Chang made contact but it took him a few years to convince the Pohlers he had no ulterior motive other than to help with any further communication. The Pohlers explained to him why they had resisted stirring up the past, and why they would not make contact with the birth parents the year Kati turned 20.
Last year, when Kati was 21, she was preparing for a semester as an exchange student in Spain when, she says, “I thought people there would have questions about me being Chinese and American. So I asked my mother to tell me about my past again, and she said, ‘Well, we should tell you that we actually know who your biological parents are.’ I was so shocked.”
Kati knew immediately that she wanted to meet them, but she was also terrified by the prospect, and it took time for her to get over the anger she felt towards her adoptive parents. She felt betrayed for having been kept in the dark.
She got in touch with Chang after telling the Pohlers of her intentions, and agreed to become the subject of a documentary about her search for her birth parents. The filmmaker had the heart-warming climax already planned: Qixi Festival 2017; Kati surprising her birth parents on the Broken Bridge. Kati and Chang would meet a few days earlier in Suzhou, to film in the vegetable market where she was abandoned.

**Input data**
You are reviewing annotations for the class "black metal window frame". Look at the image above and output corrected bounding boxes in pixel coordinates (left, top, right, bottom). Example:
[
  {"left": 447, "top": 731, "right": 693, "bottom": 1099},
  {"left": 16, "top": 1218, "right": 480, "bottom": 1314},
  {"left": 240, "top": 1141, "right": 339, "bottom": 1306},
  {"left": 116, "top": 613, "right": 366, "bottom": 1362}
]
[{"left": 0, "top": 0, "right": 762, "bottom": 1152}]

**Problem**
Carry the story of Kati's search for her birth parents forward from the sentence about filming in the vegetable market in Suzhou.

**Response**
Withholding this information from Qian and Xu would have been less cruel had the filming had gone according to plan. Unfortunately, Wu – back in the picture after Kati decided to visit China – had tipped off the birth parents. Qian and Xu took themselves to Suzhou to find Kati, only to be told that, for the sake of dramatic effect, the first meeting had to take place on the Broken Bridge. Deeply hurt, the couple had, in fact, been turned away because Kati was feeling overwhelmed by the experience, she tells me.
When they finally met on the bridge, Qian broke down and sobbed uncontrollably as the many years of yearning cracked open her battle-hardened shell. This was her daughter’s homecoming.
Kati stayed in her birth parents’ flat for two days and shared a room with her sister, who speaks only limited English.
“It was really nice to see them. I was surprised by how emotional my Chinese mom was,” she says.
Kati was bemused too by the typical Chinese admonition that she received. “The first thing they said was, ‘You are skinny, you’ve got to eat more.’ If I didn’t eat they would feed me. I guess they were just super-excited and missed looking after me for all these years,” she says.
The couple took her back to their hometown, and there, Kati met Xu’s ailing mother. She hasn’t spoken since she had a stroke several years ago but she let her lost granddaughter hold her hand. Kati’s grandmother had been there on the houseboat all those years ago to help with the delivery.
Kati admits she hasn’t begun to process the experience.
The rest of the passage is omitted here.